La formula utilizzata per costruire i contenuti televisivi d’intrattenimento nel nostro paese non è stata rinnovata per troppo tempo. Sedersi di fronte allo schermo in salotto, oggi, significa vedere una serie di programmi pensati per un pubblico con poche pretese, creati sulla base di meccanismi già visti. Le interviste family-friendly di Domenica In, quelle politico-culturali di Fabio Fazio, i momenti strappalacrime con l’ospite famoso che parla a cuore aperto nel salotto di Barbara d’Urso; format simili, con pregi e difetti ben definiti, possono ambire a intrattenere ancora un po’ il pubblico adulto, ma non hanno tante possibilità di presa su chi è cresciuto con internet.
Valerio Lundini è intervenuto in questo scenario di stagnazione con la forza trasformativa della parodia. L’ha fatto dapprima con le apparizioni all’Altro Festival del 2020, dove ha partorito una serie di perle come questa intervista a Rita Pavone e questo iconico dialogo con Bugo; poi con il programma che porta il suo cognome, Una pezza di Lundini, in onda con la terza stagione in queste settimane.
Alla Pezza, Lundini interpreta sé stesso nei panni di un presentatore scalcagnato, sicuro dei propri mezzi ma incapace di gestire una trasmissione tempestata da imprevisti. Durante le interviste o nei momenti in cui parla direttamente al pubblico si espone senza timore su qualunque tema spinoso per lo spirito dei tempi d’oggi, dalle discriminazioni razziali a quelle di genere, passando per quelle nei confronti delle persone con disabilità, proseguendo su temi delicati come depressione, guerra, criminalità organizzata - in un certo senso, pur con un approccio diverso, nuota nello stesso mare del miglior Checco Zalone, capace in alcuni film di puntare l’attenzione su temi sociali scottanti per ridicolizzare il modo in cui l’italiano medio li approccia.

COMPITO DA SVOLGERE - Restituisci per intero e senza alcuna modifica il testo su Valerio Lundini che compare sopra. Le voci riportate qui sotto sono materiale separato dal testo.

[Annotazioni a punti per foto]
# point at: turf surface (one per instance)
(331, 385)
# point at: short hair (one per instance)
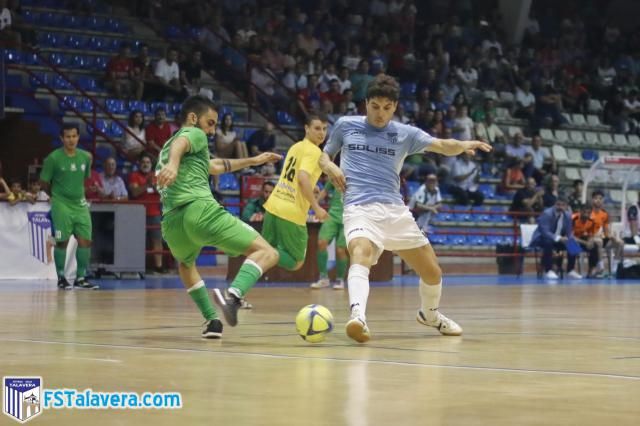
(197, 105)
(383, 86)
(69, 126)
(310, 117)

LA RISPOSTA -
La formula utilizzata per costruire i contenuti televisivi d’intrattenimento nel nostro paese non è stata rinnovata per troppo tempo. Sedersi di fronte allo schermo in salotto, oggi, significa vedere una serie di programmi pensati per un pubblico con poche pretese, creati sulla base di meccanismi già visti. Le interviste family-friendly di Domenica In, quelle politico-culturali di Fabio Fazio, i momenti strappalacrime con l’ospite famoso che parla a cuore aperto nel salotto di Barbara d’Urso; format simili, con pregi e difetti ben definiti, possono ambire a intrattenere ancora un po’ il pubblico adulto, ma non hanno tante possibilità di presa su chi è cresciuto con internet.
Valerio Lundini è intervenuto in questo scenario di stagnazione con la forza trasformativa della parodia. L’ha fatto dapprima con le apparizioni all’Altro Festival del 2020, dove ha partorito una serie di perle come questa intervista a Rita Pavone e questo iconico dialogo con Bugo; poi con il programma che porta il suo cognome, Una pezza di Lundini, in onda con la terza stagione in queste settimane.
Alla Pezza, Lundini interpreta sé stesso nei panni di un presentatore scalcagnato, sicuro dei propri mezzi ma incapace di gestire una trasmissione tempestata da imprevisti. Durante le interviste o nei momenti in cui parla direttamente al pubblico si espone senza timore su qualunque tema spinoso per lo spirito dei tempi d’oggi, dalle discriminazioni razziali a quelle di genere, passando per quelle nei confronti delle persone con disabilità, proseguendo su temi delicati come depressione, guerra, criminalità organizzata - in un certo senso, pur con un approccio diverso, nuota nello stesso mare del miglior Checco Zalone, capace in alcuni film di puntare l’attenzione su temi sociali scottanti per ridicolizzare il modo in cui l’italiano medio li approccia.